### WRITTEN EXERCISE
Provide an exact copy of the data, excluding the images.

■ ■ ■

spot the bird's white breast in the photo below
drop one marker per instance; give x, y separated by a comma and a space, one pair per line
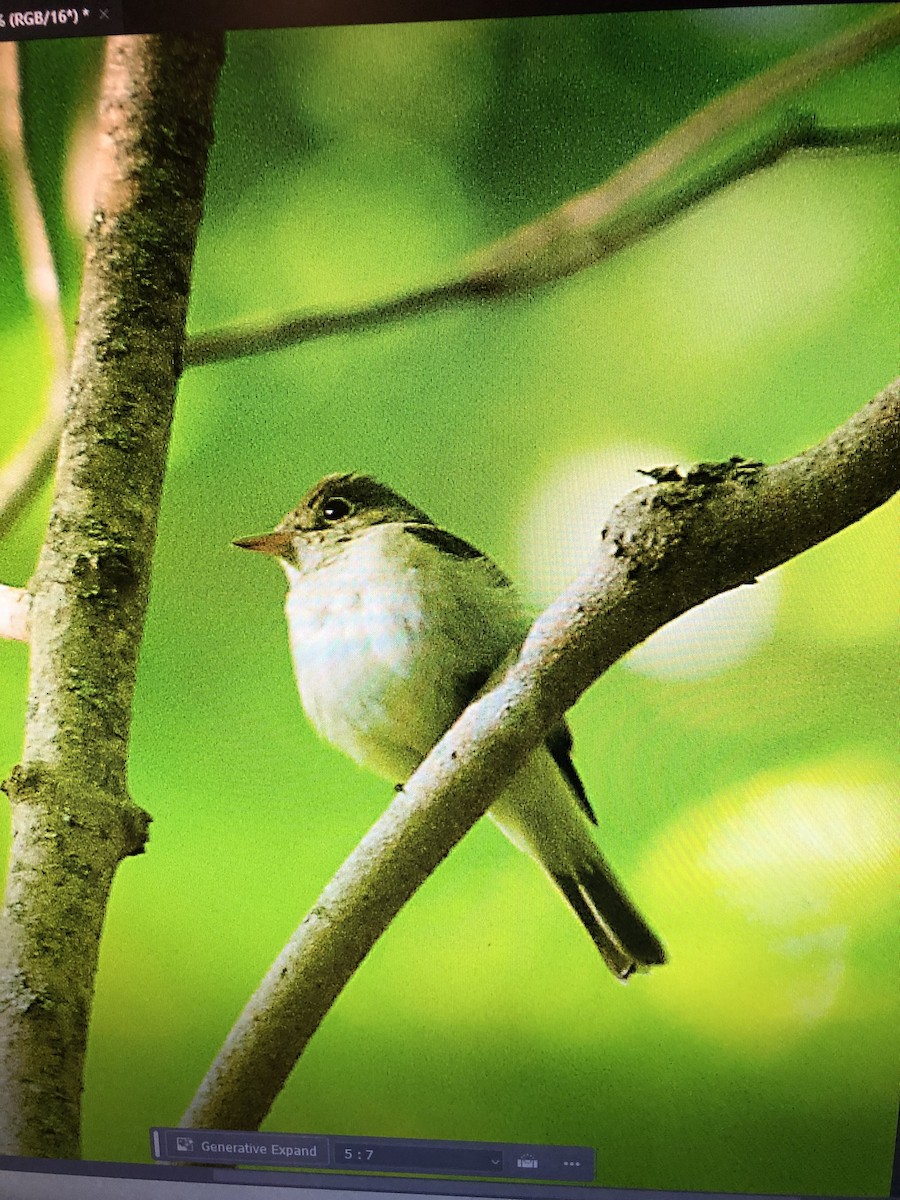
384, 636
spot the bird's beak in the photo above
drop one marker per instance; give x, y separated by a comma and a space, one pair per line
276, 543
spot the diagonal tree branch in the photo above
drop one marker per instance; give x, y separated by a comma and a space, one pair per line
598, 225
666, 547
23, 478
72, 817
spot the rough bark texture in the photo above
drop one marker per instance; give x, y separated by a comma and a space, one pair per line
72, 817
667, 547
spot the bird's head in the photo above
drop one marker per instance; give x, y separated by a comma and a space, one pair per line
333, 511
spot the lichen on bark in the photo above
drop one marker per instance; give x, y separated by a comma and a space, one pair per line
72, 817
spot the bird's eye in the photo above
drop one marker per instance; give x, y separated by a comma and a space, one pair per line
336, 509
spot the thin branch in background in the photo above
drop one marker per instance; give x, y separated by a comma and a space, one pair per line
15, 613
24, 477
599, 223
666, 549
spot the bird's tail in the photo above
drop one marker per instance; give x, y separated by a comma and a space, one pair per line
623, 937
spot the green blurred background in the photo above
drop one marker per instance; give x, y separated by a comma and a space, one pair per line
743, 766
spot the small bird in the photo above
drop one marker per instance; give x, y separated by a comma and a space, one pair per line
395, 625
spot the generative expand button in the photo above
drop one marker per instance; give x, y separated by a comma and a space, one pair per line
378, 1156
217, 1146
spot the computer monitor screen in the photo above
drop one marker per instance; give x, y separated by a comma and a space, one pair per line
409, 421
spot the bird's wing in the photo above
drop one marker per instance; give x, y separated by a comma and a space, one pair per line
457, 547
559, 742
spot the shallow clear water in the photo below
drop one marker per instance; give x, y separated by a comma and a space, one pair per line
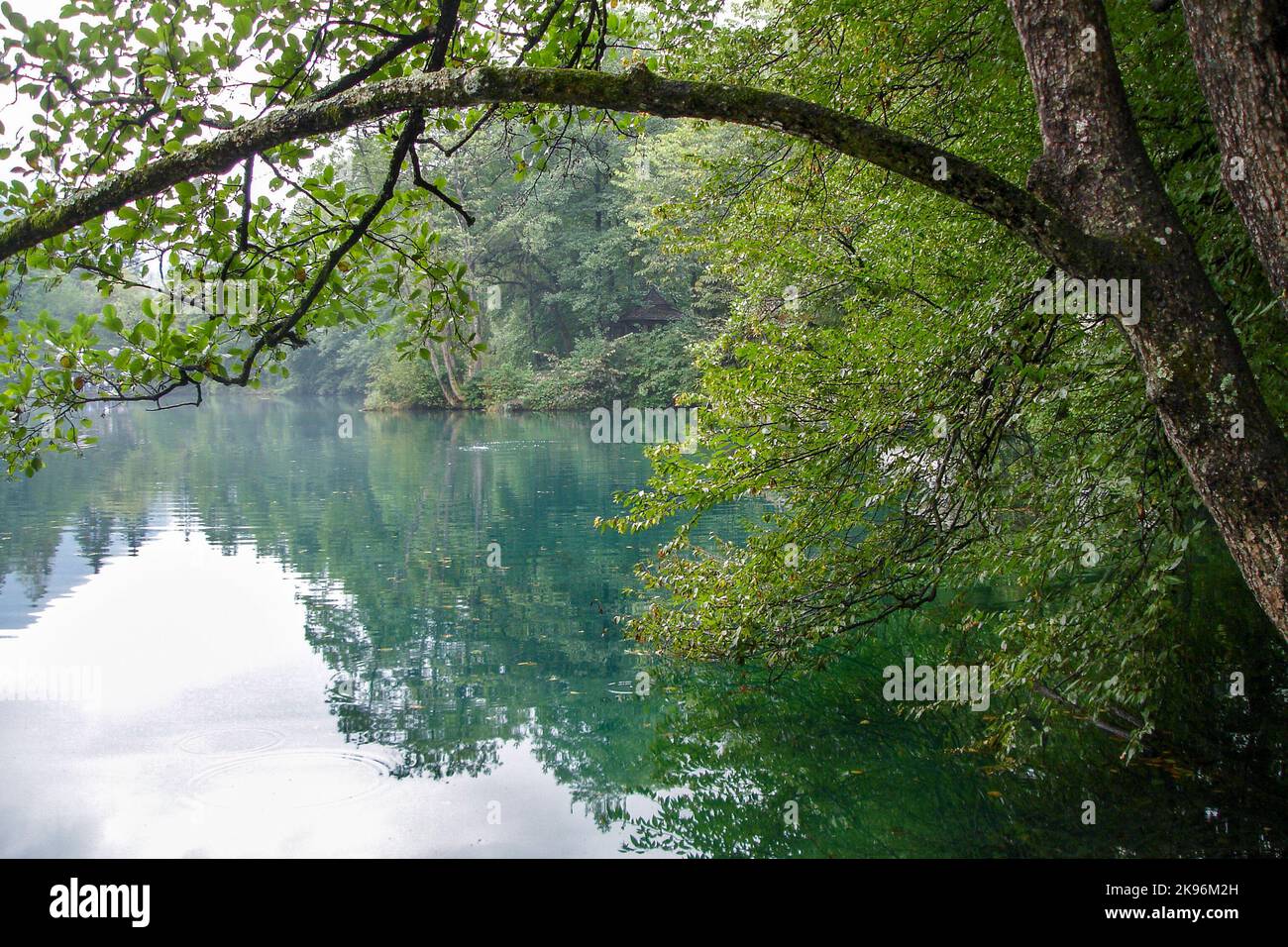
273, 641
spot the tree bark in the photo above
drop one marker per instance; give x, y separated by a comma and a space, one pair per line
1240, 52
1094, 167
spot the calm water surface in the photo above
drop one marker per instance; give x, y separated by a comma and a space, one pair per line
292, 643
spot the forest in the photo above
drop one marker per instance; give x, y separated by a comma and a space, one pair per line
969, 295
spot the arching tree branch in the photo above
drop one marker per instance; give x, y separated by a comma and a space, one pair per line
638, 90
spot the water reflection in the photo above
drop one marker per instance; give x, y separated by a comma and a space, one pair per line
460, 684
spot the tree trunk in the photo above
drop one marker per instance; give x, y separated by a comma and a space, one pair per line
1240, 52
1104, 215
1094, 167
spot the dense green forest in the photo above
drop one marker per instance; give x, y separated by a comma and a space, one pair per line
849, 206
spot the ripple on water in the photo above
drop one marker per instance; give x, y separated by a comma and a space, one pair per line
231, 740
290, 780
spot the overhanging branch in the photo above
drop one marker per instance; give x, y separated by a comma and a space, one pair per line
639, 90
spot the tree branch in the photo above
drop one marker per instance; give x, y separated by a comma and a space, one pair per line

■ ■ ■

### ANSWER
spot the bird's white breast in the photo below
drop one marker per instance; give x, y separated by a comma and a space, one pair per line
384, 636
spot the bird's beak in the photo above
drop one marker per instance; give x, y separated by a comma and a space, one pair per line
276, 543
spot the diagonal tree branch in the photo above
drop one marker per instance; give x, y separated by a comma and a space, one pair per line
598, 225
666, 547
23, 478
72, 817
spot the rough bark texture in the photo above
drop one marker per instance; give x, y separated by a comma and a space, one pair per line
72, 817
667, 547
spot the bird's head in the photo above
drop one marker per instance; give x, y separated by a comma and a space, one pair per line
333, 511
spot the lichen on bark in the photo above
drop one marker per instance; give x, y separated by a comma and a space, one pair per line
72, 817
spot the bird's eye in the photo above
drop one marker per instance; give x, y separated by a comma and a space, one pair per line
336, 509
spot the thin branch in background in the photo above
drop one marker per instance; give x, y separated by a comma and a space, one pair per line
15, 613
24, 477
599, 223
666, 549
spot the bird's tail in the photo above
drop one marker per instance; give x, y separated by a comma and a space, one pair per line
623, 937
spot the green blurred background in the photo above
drop one marker per instance; give x, y separated by a comma and a space, one pair per line
743, 766
spot the small bird in the photo above
drop one marker per instance; give x, y separated by a comma and a space, one pair per line
395, 625
spot the generative expand button in the photo above
drop one marker per instance; give x, y separated by a comma and a space, one pair per line
378, 1156
217, 1146
spot the computer monitor screen in the photo above
drop one marker per instance; give x, y separated by a comma and a space, one pair per line
409, 421
spot the bird's wing in the photo above
drop one marker per instance; give x, y separated by a comma and a space, one pair per line
457, 547
559, 742
spot the shallow clear water in the photo below
drop one marker per instance; give x, y separated by a comma and a space, one pair per line
273, 641
spot the tree bark in the photo above
drop one marker per instance; give x, y separated by a comma and a space, one pair per line
1240, 52
1094, 167
spot the calm water surface in the photo above
drop one marker per instance; give x, y separated by a comma and a space, one pair per line
292, 643
spot the forest in the photo above
drop one marker per instance; give x, y separated by a comma and a space, one pair per line
969, 295
spot the arching tree branch in the photo above
drop one marker per instance; give x, y separated by a comma and a space, one pair per line
638, 90
spot the water reflection in the photo above
drop one marker per instance; give x, y separated by a comma and a space, one pair per line
460, 684
spot the tree trunk in the photo above
drop one marker per instance; give x, y separated by a comma and a space, one pair per line
1240, 52
1104, 215
1094, 167
spot the dense green forest in the photo above
drop one marker per instance; give x, y separated by a comma and a space, one pair per line
849, 206
spot the ripple on water in the photo above
drop one marker per instance; give x, y separated by a comma and a space, one pair per line
231, 740
290, 780
spot the overhanging branch in the photo above
drop one marker per instance; give x, y separated by a comma and a space, one pair per line
639, 90
spot the tree branch in the photo above
drop one marker per instance; give x, y separated by a comma and a space, one pair per line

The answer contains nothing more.